▸ Problem to work on
Copy the records below exactly, from the line containing "Segment every instance of the patch" through the last line, and leave out every picture.

— START OF Dataset —

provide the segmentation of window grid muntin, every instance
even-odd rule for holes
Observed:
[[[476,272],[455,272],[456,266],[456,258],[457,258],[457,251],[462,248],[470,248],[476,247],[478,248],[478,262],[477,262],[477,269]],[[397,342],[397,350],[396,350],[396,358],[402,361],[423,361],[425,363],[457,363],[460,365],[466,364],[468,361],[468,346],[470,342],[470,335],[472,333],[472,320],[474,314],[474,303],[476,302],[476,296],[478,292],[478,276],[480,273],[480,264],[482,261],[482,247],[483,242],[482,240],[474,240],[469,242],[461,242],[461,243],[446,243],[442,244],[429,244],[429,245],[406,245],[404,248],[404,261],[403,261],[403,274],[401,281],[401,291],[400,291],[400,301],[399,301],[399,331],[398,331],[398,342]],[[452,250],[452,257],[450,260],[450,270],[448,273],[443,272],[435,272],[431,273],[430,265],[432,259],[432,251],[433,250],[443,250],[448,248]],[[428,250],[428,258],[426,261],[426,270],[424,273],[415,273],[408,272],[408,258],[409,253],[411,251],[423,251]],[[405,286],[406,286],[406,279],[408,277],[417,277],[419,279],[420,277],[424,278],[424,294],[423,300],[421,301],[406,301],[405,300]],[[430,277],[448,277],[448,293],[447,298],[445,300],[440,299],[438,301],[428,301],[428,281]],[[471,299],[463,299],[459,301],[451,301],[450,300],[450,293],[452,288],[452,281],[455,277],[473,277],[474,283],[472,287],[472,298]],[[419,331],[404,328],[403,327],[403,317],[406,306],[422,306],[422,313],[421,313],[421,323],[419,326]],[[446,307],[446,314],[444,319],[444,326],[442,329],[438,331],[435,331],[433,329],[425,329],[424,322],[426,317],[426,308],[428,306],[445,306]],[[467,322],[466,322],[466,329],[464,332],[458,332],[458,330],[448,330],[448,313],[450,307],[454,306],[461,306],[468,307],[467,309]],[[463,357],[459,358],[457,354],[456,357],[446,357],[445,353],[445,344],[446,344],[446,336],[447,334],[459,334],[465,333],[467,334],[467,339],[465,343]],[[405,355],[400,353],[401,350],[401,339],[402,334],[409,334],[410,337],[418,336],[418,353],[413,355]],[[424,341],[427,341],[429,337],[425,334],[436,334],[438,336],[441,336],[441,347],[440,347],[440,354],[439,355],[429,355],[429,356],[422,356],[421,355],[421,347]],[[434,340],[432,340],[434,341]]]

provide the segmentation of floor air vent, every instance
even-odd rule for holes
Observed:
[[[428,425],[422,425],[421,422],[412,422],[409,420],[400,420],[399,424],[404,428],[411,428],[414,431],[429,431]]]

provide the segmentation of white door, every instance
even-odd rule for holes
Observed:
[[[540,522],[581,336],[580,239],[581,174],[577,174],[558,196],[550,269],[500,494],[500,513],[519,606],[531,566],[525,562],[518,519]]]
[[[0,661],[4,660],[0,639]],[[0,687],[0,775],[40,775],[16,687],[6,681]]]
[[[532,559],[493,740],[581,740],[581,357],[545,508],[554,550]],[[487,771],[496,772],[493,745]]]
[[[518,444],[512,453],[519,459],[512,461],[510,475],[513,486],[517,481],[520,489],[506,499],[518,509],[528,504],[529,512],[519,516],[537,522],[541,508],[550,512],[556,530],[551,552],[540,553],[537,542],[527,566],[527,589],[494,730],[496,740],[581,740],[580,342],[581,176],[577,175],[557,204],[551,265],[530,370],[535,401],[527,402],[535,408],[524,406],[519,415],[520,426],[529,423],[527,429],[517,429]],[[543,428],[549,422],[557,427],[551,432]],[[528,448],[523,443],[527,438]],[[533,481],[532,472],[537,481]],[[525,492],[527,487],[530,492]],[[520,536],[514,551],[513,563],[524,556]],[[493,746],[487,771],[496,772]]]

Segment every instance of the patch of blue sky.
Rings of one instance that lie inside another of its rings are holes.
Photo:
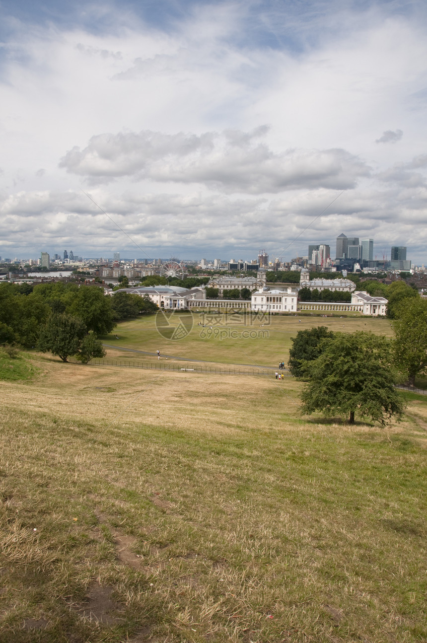
[[[53,24],[61,29],[80,28],[95,34],[114,33],[123,26],[146,26],[173,32],[195,12],[233,8],[239,17],[228,37],[244,48],[284,50],[297,53],[319,40],[345,33],[352,23],[367,14],[372,20],[386,14],[419,18],[427,14],[423,0],[0,0],[0,37],[7,39],[23,24]],[[12,20],[8,18],[14,19]]]

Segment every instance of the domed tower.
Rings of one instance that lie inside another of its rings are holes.
[[[260,288],[267,285],[267,272],[264,268],[260,268],[257,273],[257,278],[260,284]]]

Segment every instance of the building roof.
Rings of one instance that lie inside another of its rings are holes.
[[[365,303],[387,303],[388,302],[388,300],[386,299],[385,297],[372,297],[365,291],[356,290],[356,292],[353,293],[353,295],[356,295]]]
[[[192,294],[200,288],[181,288],[181,286],[140,286],[137,288],[120,288],[116,293],[130,293],[131,294],[163,294],[170,297],[183,297]]]
[[[253,284],[254,282],[259,281],[256,277],[241,277],[241,276],[221,276],[221,277],[212,277],[210,280],[209,284],[235,284],[239,282],[239,284],[248,284],[251,285]],[[208,284],[209,285],[209,284]]]
[[[309,282],[304,282],[304,285],[313,286],[314,288],[321,287],[322,288],[356,288],[354,282],[350,279],[322,279],[318,277],[316,279],[311,279]]]

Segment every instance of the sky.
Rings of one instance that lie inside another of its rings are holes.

— END OF Dataset —

▸ Result for this task
Segment every instance of the patch of blue sky.
Rings of one instance that lie inside another of its rings are holes.
Photo:
[[[53,24],[61,29],[80,28],[95,34],[114,33],[123,26],[146,26],[173,32],[195,12],[233,8],[239,17],[228,37],[244,48],[284,50],[297,53],[319,40],[345,33],[352,23],[367,14],[372,20],[386,14],[419,18],[427,14],[423,0],[0,0],[0,37],[7,39],[23,24]],[[12,20],[8,18],[14,19]]]

Segment every instance of the domed tower.
Rings of one instance that lie inside another of its rings are holes.
[[[260,288],[267,285],[267,272],[264,268],[260,268],[257,273],[257,278],[260,284]]]

Segment every instance of the building roof.
Rings of one instance that lie inside another of its rings are holes.
[[[365,303],[387,303],[388,302],[388,300],[386,299],[385,297],[372,297],[365,291],[356,290],[356,292],[353,293],[353,295],[356,295]]]
[[[192,294],[200,288],[181,288],[181,286],[140,286],[137,288],[120,288],[116,293],[130,293],[131,294],[163,294],[170,297],[183,297]]]
[[[253,284],[254,282],[259,281],[256,277],[241,277],[241,276],[221,276],[221,277],[212,277],[210,280],[209,284],[235,284],[239,282],[239,284],[248,284],[251,285]],[[208,284],[209,285],[209,284]]]
[[[309,282],[304,282],[304,285],[313,286],[314,288],[321,287],[322,288],[356,288],[354,282],[350,279],[322,279],[318,277],[316,279],[311,279]]]

Segment every instance of the sky.
Rings of one instance that lie inside another of its rings are holes.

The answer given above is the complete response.